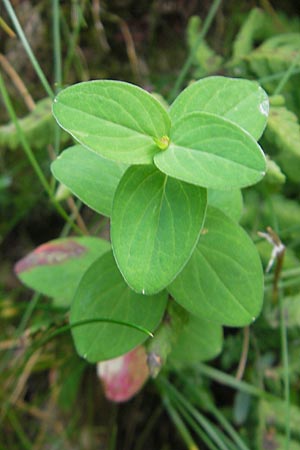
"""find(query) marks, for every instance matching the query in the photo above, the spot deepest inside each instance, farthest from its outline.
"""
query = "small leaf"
(124, 376)
(241, 101)
(117, 120)
(156, 221)
(223, 281)
(102, 293)
(199, 340)
(207, 150)
(55, 268)
(90, 177)
(230, 202)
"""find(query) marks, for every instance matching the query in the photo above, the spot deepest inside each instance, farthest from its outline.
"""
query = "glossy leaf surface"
(115, 119)
(156, 222)
(223, 281)
(92, 178)
(55, 268)
(102, 293)
(241, 101)
(230, 202)
(207, 150)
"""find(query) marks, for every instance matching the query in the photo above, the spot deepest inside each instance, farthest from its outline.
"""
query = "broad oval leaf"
(55, 268)
(223, 281)
(156, 223)
(207, 150)
(230, 202)
(103, 294)
(118, 120)
(92, 178)
(241, 101)
(199, 340)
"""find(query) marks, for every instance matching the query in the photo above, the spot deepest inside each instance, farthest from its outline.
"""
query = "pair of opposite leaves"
(207, 140)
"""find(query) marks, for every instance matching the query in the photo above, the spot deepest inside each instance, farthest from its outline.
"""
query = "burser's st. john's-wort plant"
(179, 265)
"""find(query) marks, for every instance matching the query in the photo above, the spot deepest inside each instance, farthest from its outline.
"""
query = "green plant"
(170, 182)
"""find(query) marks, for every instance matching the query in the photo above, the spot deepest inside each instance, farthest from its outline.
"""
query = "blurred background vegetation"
(50, 399)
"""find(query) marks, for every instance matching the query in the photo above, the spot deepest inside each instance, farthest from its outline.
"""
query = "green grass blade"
(27, 47)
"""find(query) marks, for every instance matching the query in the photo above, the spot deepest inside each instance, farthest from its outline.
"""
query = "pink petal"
(124, 376)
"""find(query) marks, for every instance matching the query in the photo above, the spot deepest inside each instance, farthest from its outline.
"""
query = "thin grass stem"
(30, 155)
(27, 48)
(183, 73)
(180, 425)
(228, 380)
(286, 377)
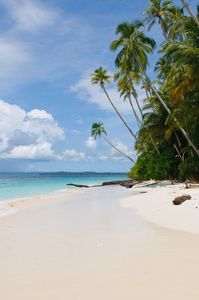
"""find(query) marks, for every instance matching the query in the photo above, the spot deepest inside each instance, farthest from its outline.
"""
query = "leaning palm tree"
(125, 85)
(98, 130)
(156, 11)
(100, 77)
(190, 12)
(138, 45)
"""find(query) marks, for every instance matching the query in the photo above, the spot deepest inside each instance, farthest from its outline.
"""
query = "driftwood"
(77, 185)
(179, 200)
(125, 183)
(190, 184)
(121, 182)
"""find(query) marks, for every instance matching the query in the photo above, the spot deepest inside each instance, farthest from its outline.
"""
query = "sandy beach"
(101, 244)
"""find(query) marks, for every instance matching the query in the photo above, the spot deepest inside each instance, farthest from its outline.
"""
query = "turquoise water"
(22, 185)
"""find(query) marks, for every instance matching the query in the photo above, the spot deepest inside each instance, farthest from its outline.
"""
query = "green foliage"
(189, 168)
(153, 166)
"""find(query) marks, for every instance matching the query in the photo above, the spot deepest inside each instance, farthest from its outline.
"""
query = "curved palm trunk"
(117, 148)
(163, 30)
(190, 12)
(141, 144)
(166, 107)
(135, 114)
(147, 128)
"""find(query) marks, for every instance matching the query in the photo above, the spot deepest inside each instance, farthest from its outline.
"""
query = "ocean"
(22, 185)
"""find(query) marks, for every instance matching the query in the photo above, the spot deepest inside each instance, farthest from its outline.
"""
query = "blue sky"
(48, 49)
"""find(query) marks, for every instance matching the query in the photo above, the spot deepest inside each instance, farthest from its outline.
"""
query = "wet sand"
(82, 245)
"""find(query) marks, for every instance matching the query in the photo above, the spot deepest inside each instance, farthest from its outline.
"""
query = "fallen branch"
(179, 200)
(77, 185)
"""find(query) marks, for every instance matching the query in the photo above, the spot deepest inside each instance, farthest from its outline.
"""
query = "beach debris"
(125, 183)
(77, 185)
(191, 184)
(180, 199)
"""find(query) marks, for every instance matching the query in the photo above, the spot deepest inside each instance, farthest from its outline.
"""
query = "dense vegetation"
(167, 142)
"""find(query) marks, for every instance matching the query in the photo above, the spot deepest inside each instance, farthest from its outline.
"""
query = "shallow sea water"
(25, 185)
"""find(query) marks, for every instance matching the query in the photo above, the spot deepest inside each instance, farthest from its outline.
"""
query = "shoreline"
(154, 204)
(85, 245)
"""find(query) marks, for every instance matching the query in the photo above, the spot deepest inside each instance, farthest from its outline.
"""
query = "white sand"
(82, 245)
(154, 204)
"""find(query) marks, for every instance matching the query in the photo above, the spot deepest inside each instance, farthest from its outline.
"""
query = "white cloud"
(39, 151)
(91, 143)
(30, 15)
(39, 114)
(73, 155)
(27, 135)
(116, 155)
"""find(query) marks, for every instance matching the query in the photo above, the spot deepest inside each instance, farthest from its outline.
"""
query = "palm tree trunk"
(190, 12)
(163, 30)
(166, 107)
(182, 159)
(117, 148)
(141, 144)
(134, 112)
(147, 128)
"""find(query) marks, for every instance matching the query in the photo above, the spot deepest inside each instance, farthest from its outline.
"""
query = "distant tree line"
(167, 141)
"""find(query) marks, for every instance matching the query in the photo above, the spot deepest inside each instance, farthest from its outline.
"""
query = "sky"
(48, 51)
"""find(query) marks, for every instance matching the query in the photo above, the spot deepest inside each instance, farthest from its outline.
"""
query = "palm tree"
(190, 12)
(100, 77)
(156, 11)
(125, 85)
(98, 130)
(138, 45)
(176, 21)
(124, 88)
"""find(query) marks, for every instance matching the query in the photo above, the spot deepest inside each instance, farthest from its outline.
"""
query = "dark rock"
(179, 200)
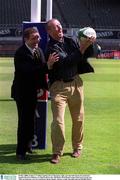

What is needed: Without copying any picture, write out the entries exactly.

The answer:
"""find(query) marks, for every instance matching the query in the photo above, the spot deepest inside each instance, farthest from its outline.
"""
query = "small leaf"
(124, 376)
(241, 101)
(117, 120)
(156, 221)
(223, 281)
(102, 293)
(199, 340)
(207, 150)
(55, 268)
(90, 177)
(230, 202)
"""find(query) marks, for every instance matching the query in the photo above, the spot deepest inside each instance, farthest from its outline.
"""
query = "glossy leaf surface"
(115, 119)
(156, 222)
(223, 281)
(92, 178)
(55, 268)
(102, 293)
(241, 101)
(230, 202)
(207, 150)
"""find(query) marks, for every instance matching the query in the photo above, the spot deepest inside each instance, farthest from its outline.
"""
query = "broad oval leaf"
(55, 268)
(223, 281)
(156, 223)
(207, 150)
(230, 202)
(103, 294)
(118, 120)
(92, 178)
(241, 101)
(199, 340)
"""find(query) marks, for every instance matching the query in the photo above, the spot deepest inside each instance, farthest from its outline.
"""
query = "pair of opposite leaves"
(207, 140)
"""find(query) marks, for every instance matching the query in the photo above, the spot deepest inside each instance, farthest from its outline.
"""
query = "burser's st. john's-wort plant"
(179, 265)
"""find(query) marks, for every instance matching the query in the photo above, the spot deepest inside each instance, farthest from its outline.
"""
query = "green plant"
(170, 182)
"""find(query) marks, for every instance matching the query in the photo above, the spot deepest inside each instance, farthest from its outline.
"""
query = "blurred background vegetation"
(50, 399)
"""find(query) marks, for every instance matching the query in the photo above, the spot deepest inside each instance, farthest from its outline.
"""
query = "green grass blade"
(27, 47)
"""find(query) marks, for every instance matching the query in the photo above, the spot deepest inside each instance, farthest from its outline.
"""
query = "pink petal"
(124, 376)
"""find(query) marks, for every instance matching the query in the photo above, the spot deepest inside each instance, farthest from its outline.
"""
query = "thin grass stem"
(30, 155)
(27, 48)
(183, 73)
(180, 425)
(228, 380)
(286, 377)
"""find(query) marks, for every instance matching the query in the photo above, the spot deepest inside each instance, farthest from its outline.
"""
query = "leaning palm tree"
(125, 85)
(98, 130)
(156, 11)
(100, 77)
(190, 12)
(138, 45)
"""find(query) marks, for every instance matching the query in the photo above, the spot deepest inside each instance, farthest from its outline.
"""
query = "driftwood"
(77, 185)
(179, 200)
(125, 183)
(190, 184)
(121, 182)
"""find(query) marks, for every instance matching the query in the photo above, the spot deepest inside each instance, farthest from its outline.
"""
query = "sandy beach"
(101, 244)
"""find(query) marks, for every instance matching the query in the photo above, the spot deepest inside each instance, farthest from its outline.
"""
query = "turquoise water"
(22, 185)
"""find(query) marks, for every instance matching the query in the photo above, the spot deepest inside each instance, farthest from its outline.
"""
query = "green foliage"
(189, 168)
(153, 166)
"""find(query) marks, for every instance matching the query in the photo above, the spot deepest inside each instance, farthest from its outline.
"""
query = "curved palm trunk"
(117, 148)
(163, 30)
(190, 12)
(141, 144)
(166, 107)
(135, 114)
(147, 128)
"""find(query) marks, for every instance matching the query in the photo above, the spot deepest inside each instance, farthest from its outline.
"""
query = "ocean"
(22, 185)
"""find(query) marks, for every instance matching the query in the photo above, the spot deepest inside each instance, farthest from its outline.
"""
query = "blue sky"
(48, 49)
"""find(query) marks, for every instance matching the query in the photo above, the spot deepest inside each instance, farthest from its outline.
"""
query = "wet sand"
(82, 245)
"""find(query) marks, for every instance matching the query in the photo above, the spot deepest inside each instance, farthest from its outline.
"""
query = "fallen branch"
(179, 200)
(77, 185)
"""find(query) marks, for every instance matching the query in the photo above, the spot deepest inside each instance, farthest from its outline.
"""
query = "beach debris"
(125, 183)
(77, 185)
(191, 184)
(180, 199)
"""find(query) marks, for every instance matching the query in the photo above, the spot deepest inside each instance, farthest from its outline.
"""
query = "dense vegetation"
(167, 142)
"""find(query) marks, for every instance matching the query in the photo above, the spot deepest inside each instance, farthest from its outline.
"""
query = "shallow sea water"
(25, 185)
"""find(query) marks, for every instance matching the query in the photo above, the spot deepest inside each instance, farthest from its outline.
"""
query = "shoreline"
(154, 204)
(85, 245)
"""find(query) marks, for every instance matching the query in the photo above, the spot deepest inside each instance, farthest from its outline.
"""
query = "white sand"
(82, 245)
(154, 204)
"""find(query) marks, for every instance matching the query in the photo above, the spot deepest inside each instance, farthest from its outline.
"""
query = "white cloud"
(39, 151)
(91, 143)
(30, 15)
(39, 114)
(73, 155)
(27, 135)
(116, 155)
"""find(query) marks, for every instance matching the query in the photo above, the spot deepest inside each instance, farthest from its outline.
"""
query = "palm tree trunk"
(190, 12)
(163, 30)
(166, 107)
(182, 159)
(117, 148)
(141, 144)
(134, 112)
(147, 128)
"""find(query) marks, for every instance matching the query in the photo above, the spot deepest inside each instance, farthest from its outline.
"""
query = "distant tree line"
(167, 141)
"""find(query) marks, for every instance matching the query in the photo above, the spot deepest inside each instance, farthest from its outline.
"""
query = "sky"
(48, 51)
"""find(query) marks, for every instance matching the query in the photo above, the spot deepest inside each instance, farthest from its outline.
"""
query = "palm tree"
(190, 12)
(100, 77)
(156, 11)
(125, 85)
(98, 130)
(138, 45)
(176, 21)
(124, 88)
"""find(query) marks, for every instance matching the query in the photo above, the spot deepest inside each instance, farthest from its outline.
"""
query = "dark rock"
(179, 200)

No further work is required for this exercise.